Top of Document excerpt

Columbia Engineering Says Goodbye to First Female Graduate Gloria Reinish

Feb 01 2019 | By Allison Elliott

Columbia Engineering mourns the passing of alumna Gloria Brooks Reinish (BS ’45, MS ’48, EngScD ’74). As the first woman to obtain a degree from the engineering school, Reinish paved the way for women in technical professions in industry and academia throughout a successful career as a patent-holding engineer, researcher, professor, and mentor. Over the course of her long career, her pioneering approach also anticipated the multidisciplinary direction engineering would take in the 20th century.

Born in Brooklyn on July 23, 1925, Reinish was the only child of Celia and Julius Brooks. A love of math and the influence of a high school friend prompted her to apply for the tuition-free engineering program at Cooper Union. After two years at Cooper Union, she received a scholarship to attend Columbia Engineering in 1943, the same year the engineering school began accepting women. She was the only woman in the engineering program and the first to graduate in 1945, with a BS in electrical engineering.  She was second in her class.

After graduation, Reinish applied her degree in industry, at first refusing an employment offer from Bell Labs because she would be hired as a “technical assistant” and not a “member of technical staff” like the new male employees. Bell Labs relented, and Reinish began working on radar systems. After Bell Labs, she moved to Sperry Gyroscope, a major equipment and electronics company. It was at Sperry that Reinish would work on a project that led to her patent on a radar ranging system. Also while at Sperry, Reinish began studying for her Master’s degree at Columbia Engineering, travelling between her home in Brooklyn’s Manhattan Beach to Sperry’s offices in Long Island to Columbia in Upper Manhattan.

In 1948, she completed her Master’s in electrical engineering and married a fellow engineer. Reinish took time off in 1951 to care for her growing family, but soon felt the pull of engineering calling her back. After her family’s move to New Jersey, she began substitute teaching physics and math in local schools. When compiling the information she needed for certification as a substitute teacher, Reinish had the idea to inquire into teaching opportunities at nearby Fairleigh Dickinson University. The school hired her immediately at mid-semester to start teaching night classes in electronics.

Her love of teaching college students motivated Reinish to pursue her doctorate, again at Columbia. An alumni event featuring a professor in the nascent area of bioengineering encouraged her to pursue her degree in that emerging field. She spent the next several years attending classes at Columbia four days a week, teaching at Fairleigh Dickinson, and taking care of her family. She completed her degree in 1974 and became a full professor at Fairleigh Dickinson.

Reinish was at the forefront of advances in engineering that were pushing the field in a more multidisciplinary direction. A seminar by the head of orthopedic research at Columbia’s College of Physicians and Surgeons sparked her interest in the electrical properties of bone as a thesis subject, one that could draw on her background in electrical engineering. At the time, bioengineering was made up mostly of chemical engineers, physicians, and physiologists. Bringing an electrical engineering perspective was a new approach, which made finding a thesis advisor a challenge. She eventually found Professor Arthur Nowick, an expert in materials science, who contributed his own area of knowledge to the subject. Her resulting thesis investigated how electricity could stimulate bone growth in humans in response to stress. For her work, she was later appointed as a consultant to the FDA on a panel to approve medical devices that could knit bones together more quickly through electrical stimulation.

Bottom of Document excerpt
Top of Given records

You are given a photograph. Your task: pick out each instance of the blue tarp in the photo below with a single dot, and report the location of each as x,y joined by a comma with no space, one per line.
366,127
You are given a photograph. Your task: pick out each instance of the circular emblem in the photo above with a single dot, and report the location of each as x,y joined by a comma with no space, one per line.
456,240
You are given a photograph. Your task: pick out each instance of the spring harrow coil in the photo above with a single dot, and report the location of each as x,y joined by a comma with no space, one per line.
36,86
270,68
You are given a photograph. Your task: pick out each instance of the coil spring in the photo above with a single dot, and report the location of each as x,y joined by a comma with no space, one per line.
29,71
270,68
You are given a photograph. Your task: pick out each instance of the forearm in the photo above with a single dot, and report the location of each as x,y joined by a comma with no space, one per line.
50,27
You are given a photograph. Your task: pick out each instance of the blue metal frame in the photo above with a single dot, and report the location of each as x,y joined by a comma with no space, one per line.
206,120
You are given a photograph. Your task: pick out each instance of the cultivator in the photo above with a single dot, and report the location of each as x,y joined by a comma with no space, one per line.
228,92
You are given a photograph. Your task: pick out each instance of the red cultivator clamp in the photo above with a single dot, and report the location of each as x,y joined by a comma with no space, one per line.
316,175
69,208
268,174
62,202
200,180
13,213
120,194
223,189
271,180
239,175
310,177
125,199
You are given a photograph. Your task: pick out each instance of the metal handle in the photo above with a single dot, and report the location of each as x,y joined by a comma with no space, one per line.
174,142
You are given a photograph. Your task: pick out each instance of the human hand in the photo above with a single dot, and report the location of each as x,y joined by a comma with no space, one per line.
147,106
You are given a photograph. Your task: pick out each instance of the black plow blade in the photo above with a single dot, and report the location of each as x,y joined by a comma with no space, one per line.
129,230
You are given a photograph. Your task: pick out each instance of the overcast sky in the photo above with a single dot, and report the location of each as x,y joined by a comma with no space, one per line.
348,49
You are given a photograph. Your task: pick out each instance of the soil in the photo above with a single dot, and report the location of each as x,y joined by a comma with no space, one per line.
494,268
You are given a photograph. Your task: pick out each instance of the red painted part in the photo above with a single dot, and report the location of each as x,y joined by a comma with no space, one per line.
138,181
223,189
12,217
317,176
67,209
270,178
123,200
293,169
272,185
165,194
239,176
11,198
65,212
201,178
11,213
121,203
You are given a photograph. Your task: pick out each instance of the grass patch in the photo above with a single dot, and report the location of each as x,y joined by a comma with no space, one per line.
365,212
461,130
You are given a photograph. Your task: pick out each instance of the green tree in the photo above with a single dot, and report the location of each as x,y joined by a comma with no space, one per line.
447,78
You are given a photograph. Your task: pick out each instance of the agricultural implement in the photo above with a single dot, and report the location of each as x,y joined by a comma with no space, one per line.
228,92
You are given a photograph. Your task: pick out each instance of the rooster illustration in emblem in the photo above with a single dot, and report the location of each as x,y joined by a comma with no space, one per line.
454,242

Bottom of Given records

Work request. Could you reproduce the article about Gloria Reinish starting with "After graduation, Reinish" and going on through "in Upper Manhattan.", replacing "radar ranging system" with "radar tracking system"? Use only the article about Gloria Reinish.

Worked solution.
After graduation, Reinish applied her degree in industry, at first refusing an employment offer from Bell Labs because she would be hired as a “technical assistant” and not a “member of technical staff” like the new male employees. Bell Labs relented, and Reinish began working on radar systems. After Bell Labs, she moved to Sperry Gyroscope, a major equipment and electronics company. It was at Sperry that Reinish would work on a project that led to her patent on a radar tracking system. Also while at Sperry, Reinish began studying for her Master’s degree at Columbia Engineering, travelling between her home in Brooklyn’s Manhattan Beach to Sperry’s offices in Long Island to Columbia in Upper Manhattan.